In article <bakulCtw9DA.B61@netcom.com> bakul@netcom.com (Bakul Shah) writes:
>vjs@calcite.rhyolite.com (Vernon Schryver) writes:

>>>What is needed is to transparently keep the if interface up while
>>>the serial line goes up and down.  Probably a bunch of additional
>>>ioctls.  When a line is idle for a (configurable) period of time,
>>>the if_ppp driver signals pppd. 
>
>>I prefer having the daemon do the counting based on traffic indications 
>>from the kernel.
>
>I agree.  But... won't this get unwieldy when you have a zillion
>such connections?  The daemon has to poll all these Z interfaces!

Poll?  What polling?  The kernel drivers send periodic indications up
the STREAM to the daemon.  These indications range from "line X of
multi-link bundle lost carrier" to "all transmit queues have been full
for the last Y seconds".  It's nice to limit the number of such "beeps"
to one every 5 or 10 seconds.

Like all UNIX PPP implementations I've heard of, in my code each bundle
(i.e. if_* interface with 0 or more active serial lines) has its own
daemon.


>>No additional machinery is needed.  Simply use whatever you used
>>to autheticate the peer when the connection was set up initially,
>>probably PAP, CHAP, and/or getty/login.
>
>Don't know about PAP & CHAP but getty/login are not enough unless
>you put some additional constraints.  What happens when the
>same person dials in twice, once to run PPP and once to login
>and run a shell?

You use different usernames for each purpose, each with an appropriate
"shell".

>                  What happens when both logins are for PPP?
>Which one gets connected?  What happens if I dial in for PPP
>from machine A at work, then I go home without breaking the
>connection and now login from machine B?

If you are using PPP, you can do IPCP chatting to discover the IP address
of the other end.

Of course, contrary to the naive (in my opinion) hopes of some in the
IETF PPP working group, if you have more than one machine, you must have
more than one IP address.  You cannot be connected to a PPP hub more
than once and use a single IP address.

Some in the working group want an additional identification scheme.
The application somehow involves having people share usernames and
passwords.  Most of the working group participants are convinced that
any such identification scheme is exactly equivalent to assigning
different login/getty user names and by convention using the last
character or two of the user name to do the sub-identifying.  (Actually,
the argument involved non-UNIX clients and PAP or CHAP, but the principle
is the same.)

> ...
>The key issue [for multi-link] is identifying that the peer on a
>new link is the
>same entity as the one currently talking to us.  Apart from
>policies, the only other issue is how the interface code keeps
>all the links equally busy.

That's not the key issue.  It's no problem at all.  You must do reasonable
authentication of the identity of the peer.  You must be sure that the
peer is authorized to use the IP address(es) you're about to use.  While
you're doing that, you can notice if you already have a link to the
peer, and bundle the link into the existing bundle.

| Stored records |
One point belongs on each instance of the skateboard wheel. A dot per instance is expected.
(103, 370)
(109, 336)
--
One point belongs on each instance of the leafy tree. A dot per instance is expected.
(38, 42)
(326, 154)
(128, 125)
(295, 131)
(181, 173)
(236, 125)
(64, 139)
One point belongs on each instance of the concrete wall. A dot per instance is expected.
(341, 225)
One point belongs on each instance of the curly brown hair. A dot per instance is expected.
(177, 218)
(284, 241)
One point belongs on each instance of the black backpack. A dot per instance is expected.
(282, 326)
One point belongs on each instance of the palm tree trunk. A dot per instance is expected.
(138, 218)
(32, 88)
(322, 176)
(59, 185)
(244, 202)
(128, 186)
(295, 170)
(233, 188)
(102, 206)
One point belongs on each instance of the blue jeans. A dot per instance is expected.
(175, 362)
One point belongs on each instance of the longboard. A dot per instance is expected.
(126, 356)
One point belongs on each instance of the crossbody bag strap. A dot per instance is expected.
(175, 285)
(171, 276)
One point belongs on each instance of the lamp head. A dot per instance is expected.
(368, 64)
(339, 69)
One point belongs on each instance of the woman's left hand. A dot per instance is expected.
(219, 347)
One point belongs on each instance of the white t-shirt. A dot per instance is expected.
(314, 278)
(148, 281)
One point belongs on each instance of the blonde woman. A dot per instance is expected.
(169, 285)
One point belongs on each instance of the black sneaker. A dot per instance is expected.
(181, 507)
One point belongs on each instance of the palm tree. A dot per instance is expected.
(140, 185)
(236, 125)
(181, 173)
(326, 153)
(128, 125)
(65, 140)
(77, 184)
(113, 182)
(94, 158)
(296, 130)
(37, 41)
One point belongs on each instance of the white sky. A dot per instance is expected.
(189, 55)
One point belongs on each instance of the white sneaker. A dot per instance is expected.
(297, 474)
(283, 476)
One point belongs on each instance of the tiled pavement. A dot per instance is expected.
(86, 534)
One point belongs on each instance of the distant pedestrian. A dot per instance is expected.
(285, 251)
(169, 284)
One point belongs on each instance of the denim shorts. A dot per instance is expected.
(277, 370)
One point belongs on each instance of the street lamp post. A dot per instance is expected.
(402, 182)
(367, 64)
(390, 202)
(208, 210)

| Goal 1 |
Could you output the passage of the PPP newsgroup post that lies between "to one every" and "CHAP, and/or getty/login.", inclusive?
| Goal 2 |
Can you pick up the PPP newsgroup post after its last sentence and write what comes next?

| Final answer 1 |
to one every 5 or 10 seconds.

Like all UNIX PPP implementations I've heard of, in my code each bundle
(i.e. if_* interface with 0 or more active serial lines) has its own
daemon.


>>No additional machinery is needed.  Simply use whatever you used
>>to autheticate the peer when the connection was set up initially,
>>probably PAP, CHAP, and/or getty/login.

| Final answer 2 |
The IETF working group had plenty of discussion of cases when you do
not want to bundle a new link into an existing bundle.

The other issue, keeping lines equally busy can be handled for IP however
you want: IP fragment in the PPP driver, pick the shortest queue, round-
robin or whatever tickles your fancy.  You don't need to tell the other
end what you're doing for BF&I IP mult-link.  (brute force & ignorance,
my favorite)  Other protocols which require that packets not be reordered
are harder, and one of the reasons the PPP multi-link protocol involves
fragmenting packets.  The other reason is that if you fragment packets,
you can reduce latency.


> ...
>>Another thing you've missed is the mechanism to decide which traffic
>>counts as activity.  [etc.]
>
>I agree!  So.... is this all written up and agreed upon by the
>IETF PPP WG?!

The IETF PPP WG agreed that those other issues are too had to deal with.
They're all local policy issues, and so plausibly not subject to
standardization.

To see how various implementations handle those issues, read some
representative manuals.


>Identifying the peer entity is such a central and/or useful
>concept in all sorts of situations that it makes sense to me to
>have a completely separate standard way of doing it and just use
>that in every case (perhaps with a varying level of trust and
>inversely varying speed of identification).

Is it something in the Seattle water?  One of the main groups favoring
the crazy (in my opinion) desire for weak and redundant authentication
and authorization outside of PAP and CHAP is a very big software outfit
in the Northwest.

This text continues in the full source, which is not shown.